Problem requirements: Rewrite the items from the start through the line containing "0,209 -> 640,247", adding 103 to every coordinate in the answer boxes and leaving all other lines unchanged. Leave out the pictures.

(Detection annotation records)
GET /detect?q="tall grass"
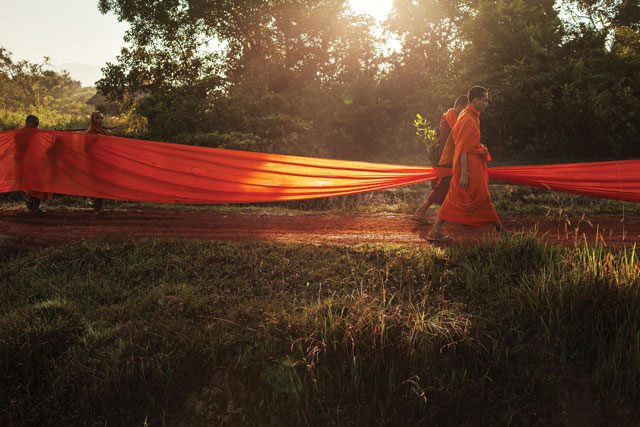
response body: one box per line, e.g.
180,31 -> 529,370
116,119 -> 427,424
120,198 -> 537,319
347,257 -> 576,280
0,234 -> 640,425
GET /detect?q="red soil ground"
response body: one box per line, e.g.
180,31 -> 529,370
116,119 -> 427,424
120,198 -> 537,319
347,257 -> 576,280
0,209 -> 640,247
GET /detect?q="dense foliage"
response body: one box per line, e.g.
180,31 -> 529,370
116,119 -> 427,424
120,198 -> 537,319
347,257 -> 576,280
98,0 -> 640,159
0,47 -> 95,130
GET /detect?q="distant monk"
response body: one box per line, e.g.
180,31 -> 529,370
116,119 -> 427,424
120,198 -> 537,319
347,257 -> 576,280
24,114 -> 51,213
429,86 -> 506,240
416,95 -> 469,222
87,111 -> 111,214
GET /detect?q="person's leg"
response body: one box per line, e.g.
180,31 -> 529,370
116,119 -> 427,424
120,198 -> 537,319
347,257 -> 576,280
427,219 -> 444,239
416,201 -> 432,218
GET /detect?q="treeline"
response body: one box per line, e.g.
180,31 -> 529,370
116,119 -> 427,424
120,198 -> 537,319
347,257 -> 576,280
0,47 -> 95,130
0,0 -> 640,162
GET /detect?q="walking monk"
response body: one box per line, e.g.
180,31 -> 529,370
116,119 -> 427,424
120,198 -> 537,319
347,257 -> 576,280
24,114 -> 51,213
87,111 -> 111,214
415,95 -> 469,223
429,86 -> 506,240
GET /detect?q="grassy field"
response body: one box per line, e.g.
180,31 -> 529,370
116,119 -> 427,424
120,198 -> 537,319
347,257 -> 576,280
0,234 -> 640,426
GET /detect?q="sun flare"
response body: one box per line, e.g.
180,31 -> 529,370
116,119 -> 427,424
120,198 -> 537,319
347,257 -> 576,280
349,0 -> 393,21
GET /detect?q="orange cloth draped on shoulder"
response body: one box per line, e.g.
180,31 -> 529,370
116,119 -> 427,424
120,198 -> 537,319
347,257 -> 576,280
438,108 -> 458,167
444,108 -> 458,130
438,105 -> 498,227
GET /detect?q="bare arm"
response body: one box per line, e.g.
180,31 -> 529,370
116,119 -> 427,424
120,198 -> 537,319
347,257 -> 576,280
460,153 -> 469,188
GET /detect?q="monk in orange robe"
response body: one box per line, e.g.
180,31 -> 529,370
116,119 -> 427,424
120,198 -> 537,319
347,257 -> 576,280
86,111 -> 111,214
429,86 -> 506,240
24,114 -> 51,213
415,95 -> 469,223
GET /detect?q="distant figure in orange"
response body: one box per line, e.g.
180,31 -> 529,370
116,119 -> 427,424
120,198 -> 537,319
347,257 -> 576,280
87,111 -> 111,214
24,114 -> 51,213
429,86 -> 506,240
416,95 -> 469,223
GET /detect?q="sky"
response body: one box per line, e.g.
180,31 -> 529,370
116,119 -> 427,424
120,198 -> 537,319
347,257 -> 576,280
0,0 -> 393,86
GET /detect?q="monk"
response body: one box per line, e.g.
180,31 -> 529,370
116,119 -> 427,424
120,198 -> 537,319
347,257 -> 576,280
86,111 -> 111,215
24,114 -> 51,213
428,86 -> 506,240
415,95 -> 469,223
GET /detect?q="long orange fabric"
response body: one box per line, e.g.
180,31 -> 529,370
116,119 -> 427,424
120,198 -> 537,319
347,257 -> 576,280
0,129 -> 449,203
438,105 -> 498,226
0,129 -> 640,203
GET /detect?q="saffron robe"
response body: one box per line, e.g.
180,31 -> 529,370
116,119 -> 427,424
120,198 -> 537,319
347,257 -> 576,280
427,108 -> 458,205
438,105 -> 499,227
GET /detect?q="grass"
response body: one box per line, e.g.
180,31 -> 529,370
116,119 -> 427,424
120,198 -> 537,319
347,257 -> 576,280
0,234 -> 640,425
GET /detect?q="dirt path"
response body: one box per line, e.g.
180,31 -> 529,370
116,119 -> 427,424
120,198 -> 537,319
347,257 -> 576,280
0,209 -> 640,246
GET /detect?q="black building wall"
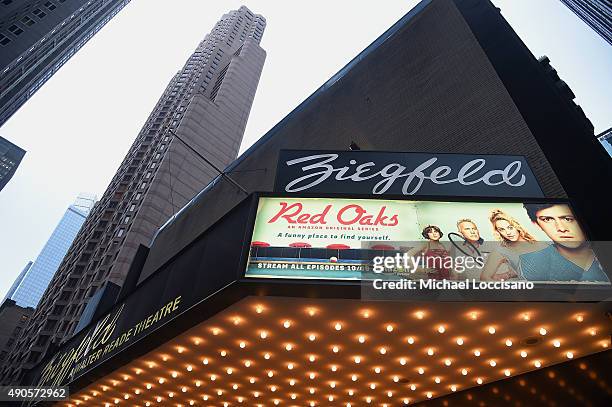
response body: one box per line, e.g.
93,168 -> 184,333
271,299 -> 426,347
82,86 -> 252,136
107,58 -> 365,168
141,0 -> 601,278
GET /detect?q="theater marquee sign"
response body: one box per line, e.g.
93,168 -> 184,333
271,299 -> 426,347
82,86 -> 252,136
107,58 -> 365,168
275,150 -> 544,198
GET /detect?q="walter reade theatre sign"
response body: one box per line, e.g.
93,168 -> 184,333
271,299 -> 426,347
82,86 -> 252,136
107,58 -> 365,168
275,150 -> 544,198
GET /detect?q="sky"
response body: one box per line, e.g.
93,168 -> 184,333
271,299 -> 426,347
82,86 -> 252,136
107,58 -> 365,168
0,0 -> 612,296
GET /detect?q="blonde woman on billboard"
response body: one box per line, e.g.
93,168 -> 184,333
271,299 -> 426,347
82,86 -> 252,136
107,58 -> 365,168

Task result:
GET /detect?q="tall grass"
response body: one box per line, e.g.
180,31 -> 529,370
116,119 -> 427,424
120,198 -> 537,319
347,257 -> 576,280
103,337 -> 743,528
GET /detect?q="red soil ground"
response body: one box per line, e.g.
180,31 -> 529,370
116,119 -> 427,424
120,198 -> 537,319
347,257 -> 576,280
103,312 -> 743,350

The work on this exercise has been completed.